Records from a dataset
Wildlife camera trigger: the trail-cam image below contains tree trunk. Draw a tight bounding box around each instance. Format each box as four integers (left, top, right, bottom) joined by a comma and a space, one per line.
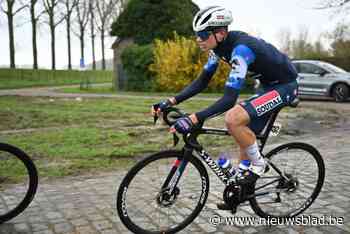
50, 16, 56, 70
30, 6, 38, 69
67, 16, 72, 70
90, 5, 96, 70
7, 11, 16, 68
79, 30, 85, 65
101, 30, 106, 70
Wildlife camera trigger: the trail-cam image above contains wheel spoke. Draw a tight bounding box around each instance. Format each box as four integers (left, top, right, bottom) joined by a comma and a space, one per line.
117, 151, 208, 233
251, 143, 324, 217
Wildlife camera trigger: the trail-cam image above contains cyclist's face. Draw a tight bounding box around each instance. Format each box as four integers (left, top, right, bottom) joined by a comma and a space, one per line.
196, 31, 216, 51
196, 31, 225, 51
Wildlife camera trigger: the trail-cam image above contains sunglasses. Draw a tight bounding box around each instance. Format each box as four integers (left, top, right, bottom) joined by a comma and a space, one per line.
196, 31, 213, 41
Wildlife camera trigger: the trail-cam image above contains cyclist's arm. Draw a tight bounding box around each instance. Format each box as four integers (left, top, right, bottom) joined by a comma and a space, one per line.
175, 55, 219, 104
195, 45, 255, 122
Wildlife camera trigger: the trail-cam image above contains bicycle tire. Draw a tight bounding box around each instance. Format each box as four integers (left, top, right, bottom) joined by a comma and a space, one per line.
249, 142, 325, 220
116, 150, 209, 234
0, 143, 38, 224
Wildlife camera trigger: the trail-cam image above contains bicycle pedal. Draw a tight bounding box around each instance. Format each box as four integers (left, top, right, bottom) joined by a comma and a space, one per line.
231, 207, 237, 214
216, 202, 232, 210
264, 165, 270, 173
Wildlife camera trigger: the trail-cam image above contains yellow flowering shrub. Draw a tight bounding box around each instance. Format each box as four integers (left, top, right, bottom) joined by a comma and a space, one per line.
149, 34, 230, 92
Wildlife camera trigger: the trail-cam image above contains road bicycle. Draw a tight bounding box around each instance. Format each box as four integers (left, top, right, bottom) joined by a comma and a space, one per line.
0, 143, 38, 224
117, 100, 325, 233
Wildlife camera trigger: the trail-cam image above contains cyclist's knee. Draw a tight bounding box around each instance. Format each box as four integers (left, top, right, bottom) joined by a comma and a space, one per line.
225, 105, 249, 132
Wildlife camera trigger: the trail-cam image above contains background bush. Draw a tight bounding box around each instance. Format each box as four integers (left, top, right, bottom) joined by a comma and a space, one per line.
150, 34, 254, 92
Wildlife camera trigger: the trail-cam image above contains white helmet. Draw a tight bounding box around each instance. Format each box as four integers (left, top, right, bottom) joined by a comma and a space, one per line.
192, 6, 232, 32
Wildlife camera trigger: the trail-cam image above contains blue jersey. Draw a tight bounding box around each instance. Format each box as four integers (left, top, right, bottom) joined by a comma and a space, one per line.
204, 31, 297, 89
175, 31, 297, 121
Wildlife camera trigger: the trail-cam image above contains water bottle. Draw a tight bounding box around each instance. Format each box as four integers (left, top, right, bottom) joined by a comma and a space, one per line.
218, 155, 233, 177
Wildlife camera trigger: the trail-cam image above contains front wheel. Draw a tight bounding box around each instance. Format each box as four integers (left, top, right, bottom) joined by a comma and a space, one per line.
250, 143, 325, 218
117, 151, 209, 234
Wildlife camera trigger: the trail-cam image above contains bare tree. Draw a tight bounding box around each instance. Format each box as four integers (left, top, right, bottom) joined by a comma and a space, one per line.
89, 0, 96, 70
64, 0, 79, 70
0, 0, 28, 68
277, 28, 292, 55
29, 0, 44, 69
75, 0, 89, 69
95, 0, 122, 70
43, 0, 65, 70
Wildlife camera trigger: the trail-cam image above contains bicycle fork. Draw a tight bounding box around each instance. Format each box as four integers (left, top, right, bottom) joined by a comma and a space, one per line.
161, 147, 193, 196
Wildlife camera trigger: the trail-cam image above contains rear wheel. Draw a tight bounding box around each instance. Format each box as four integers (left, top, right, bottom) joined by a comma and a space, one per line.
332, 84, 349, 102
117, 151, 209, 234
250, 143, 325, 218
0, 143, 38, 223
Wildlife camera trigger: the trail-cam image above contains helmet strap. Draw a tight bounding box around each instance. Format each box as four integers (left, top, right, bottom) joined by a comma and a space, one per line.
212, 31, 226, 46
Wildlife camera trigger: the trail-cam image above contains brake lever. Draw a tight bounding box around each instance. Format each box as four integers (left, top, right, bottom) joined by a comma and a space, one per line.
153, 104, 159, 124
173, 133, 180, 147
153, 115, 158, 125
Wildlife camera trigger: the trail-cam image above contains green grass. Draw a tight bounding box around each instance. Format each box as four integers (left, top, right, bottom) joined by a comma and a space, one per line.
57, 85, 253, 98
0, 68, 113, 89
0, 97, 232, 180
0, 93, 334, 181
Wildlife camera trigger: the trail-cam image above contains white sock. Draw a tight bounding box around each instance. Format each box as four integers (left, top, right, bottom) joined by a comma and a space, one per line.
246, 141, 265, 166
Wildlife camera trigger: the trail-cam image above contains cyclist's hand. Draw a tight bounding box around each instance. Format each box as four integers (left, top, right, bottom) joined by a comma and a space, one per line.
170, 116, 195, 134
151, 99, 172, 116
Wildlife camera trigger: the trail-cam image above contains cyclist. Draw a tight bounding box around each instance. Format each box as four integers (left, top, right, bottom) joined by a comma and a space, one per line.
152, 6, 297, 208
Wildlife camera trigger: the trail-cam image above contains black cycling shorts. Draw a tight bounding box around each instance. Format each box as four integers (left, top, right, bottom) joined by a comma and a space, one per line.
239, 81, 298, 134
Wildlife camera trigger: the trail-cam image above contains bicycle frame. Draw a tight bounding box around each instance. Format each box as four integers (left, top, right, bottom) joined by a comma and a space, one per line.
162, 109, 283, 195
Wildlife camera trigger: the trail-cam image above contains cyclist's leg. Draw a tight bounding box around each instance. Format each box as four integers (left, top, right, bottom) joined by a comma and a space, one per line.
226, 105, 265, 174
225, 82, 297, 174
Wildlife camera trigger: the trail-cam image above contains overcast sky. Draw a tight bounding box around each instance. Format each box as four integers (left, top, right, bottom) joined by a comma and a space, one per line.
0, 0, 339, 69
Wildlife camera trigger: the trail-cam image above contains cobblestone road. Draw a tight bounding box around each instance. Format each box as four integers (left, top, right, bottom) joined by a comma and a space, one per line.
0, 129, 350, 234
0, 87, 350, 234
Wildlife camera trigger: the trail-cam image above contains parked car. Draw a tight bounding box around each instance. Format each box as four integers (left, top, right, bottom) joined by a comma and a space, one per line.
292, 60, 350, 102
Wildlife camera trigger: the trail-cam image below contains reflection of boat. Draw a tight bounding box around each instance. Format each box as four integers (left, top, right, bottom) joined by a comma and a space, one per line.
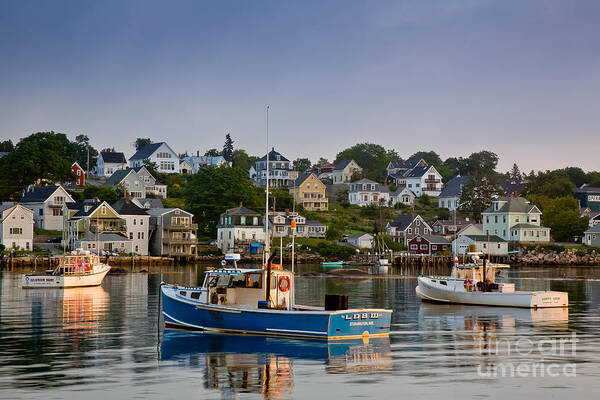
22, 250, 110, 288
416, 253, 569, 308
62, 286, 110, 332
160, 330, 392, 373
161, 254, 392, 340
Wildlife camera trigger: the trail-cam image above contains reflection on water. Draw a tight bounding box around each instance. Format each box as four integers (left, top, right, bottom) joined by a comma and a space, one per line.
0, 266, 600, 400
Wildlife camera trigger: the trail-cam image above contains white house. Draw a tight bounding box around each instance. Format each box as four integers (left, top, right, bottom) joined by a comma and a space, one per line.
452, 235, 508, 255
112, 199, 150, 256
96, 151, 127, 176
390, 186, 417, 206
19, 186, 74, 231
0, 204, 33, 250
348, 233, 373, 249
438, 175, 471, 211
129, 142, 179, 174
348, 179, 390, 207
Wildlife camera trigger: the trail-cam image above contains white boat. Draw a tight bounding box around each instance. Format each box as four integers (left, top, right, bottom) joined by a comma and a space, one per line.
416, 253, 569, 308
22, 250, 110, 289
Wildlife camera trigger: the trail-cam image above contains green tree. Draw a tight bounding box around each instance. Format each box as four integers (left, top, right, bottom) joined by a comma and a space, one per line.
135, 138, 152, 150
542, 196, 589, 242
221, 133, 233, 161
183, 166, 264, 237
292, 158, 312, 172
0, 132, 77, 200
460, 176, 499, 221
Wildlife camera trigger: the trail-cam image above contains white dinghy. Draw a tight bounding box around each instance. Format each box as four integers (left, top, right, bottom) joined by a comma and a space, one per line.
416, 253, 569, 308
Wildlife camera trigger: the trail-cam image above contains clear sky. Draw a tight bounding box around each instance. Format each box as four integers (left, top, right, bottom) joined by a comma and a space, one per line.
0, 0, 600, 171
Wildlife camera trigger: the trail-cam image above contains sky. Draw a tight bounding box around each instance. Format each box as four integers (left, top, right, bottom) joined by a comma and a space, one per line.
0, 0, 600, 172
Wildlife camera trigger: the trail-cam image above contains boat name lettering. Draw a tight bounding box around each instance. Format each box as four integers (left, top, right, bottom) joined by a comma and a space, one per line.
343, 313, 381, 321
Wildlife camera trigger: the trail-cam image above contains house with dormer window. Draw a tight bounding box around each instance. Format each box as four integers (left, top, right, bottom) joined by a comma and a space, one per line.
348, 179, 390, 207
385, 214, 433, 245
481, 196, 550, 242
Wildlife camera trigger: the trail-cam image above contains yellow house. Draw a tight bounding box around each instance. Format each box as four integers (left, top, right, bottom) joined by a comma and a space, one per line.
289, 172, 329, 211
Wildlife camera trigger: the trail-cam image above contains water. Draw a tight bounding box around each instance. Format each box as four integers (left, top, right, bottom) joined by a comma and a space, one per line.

## GIVEN TASK
Rewrite the lines of the records as a numbered list, starting at the line that contains "contains cyclist's face." and ending at the line that contains "196, 31, 225, 51", with both of those lines included and any blank lines omitted.

## WORKED SOLUTION
1. Wildlife camera trigger: the trail-cam image above contains cyclist's face. Draw a tight bounding box around each instance. Format each box as four integers (left, top, right, bottom) joined by a comma and a space, one per line.
2. 196, 31, 216, 51
3. 196, 31, 225, 51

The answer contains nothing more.